TASK DIRECTIONS: Set down every one of the records below word for word, leaving out the pictures.

-------------------------

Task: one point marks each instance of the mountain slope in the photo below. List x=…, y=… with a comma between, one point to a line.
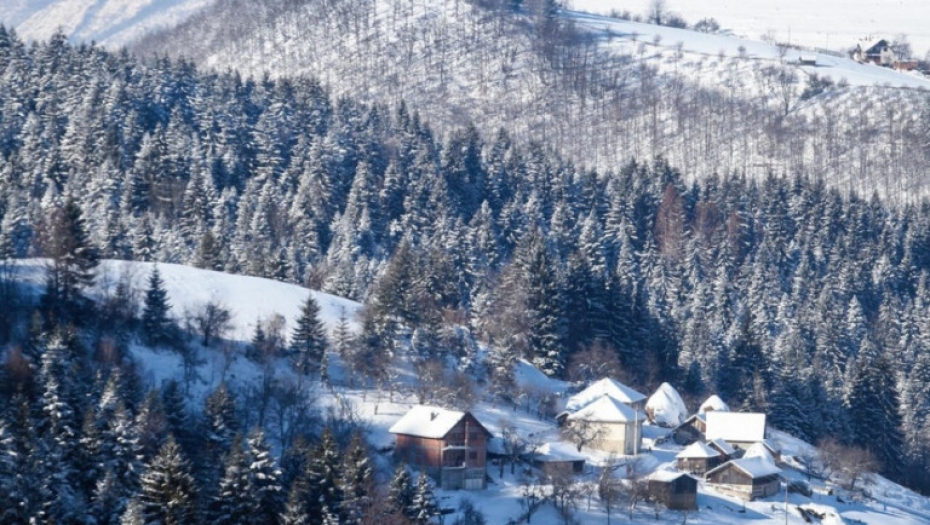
x=110, y=22
x=600, y=90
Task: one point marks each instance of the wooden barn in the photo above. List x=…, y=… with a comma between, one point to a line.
x=698, y=458
x=449, y=445
x=749, y=478
x=676, y=490
x=691, y=430
x=556, y=459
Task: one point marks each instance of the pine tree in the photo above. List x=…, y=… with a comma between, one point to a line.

-------------------------

SOLUTION TO THIS EXERCISE:
Task: one point marks each instance of the mountain slope in the photo below. List x=…, y=… with a comma between, one point to a line.
x=110, y=22
x=600, y=90
Task: one point marks each instance of the wooden barn in the photo above. List x=…, y=… with a comma between, one point to a line.
x=698, y=458
x=449, y=445
x=749, y=478
x=676, y=490
x=691, y=430
x=556, y=459
Task: one point marks each instance of the pine tree in the photo above. List x=…, y=… with a comma between, one point to a line.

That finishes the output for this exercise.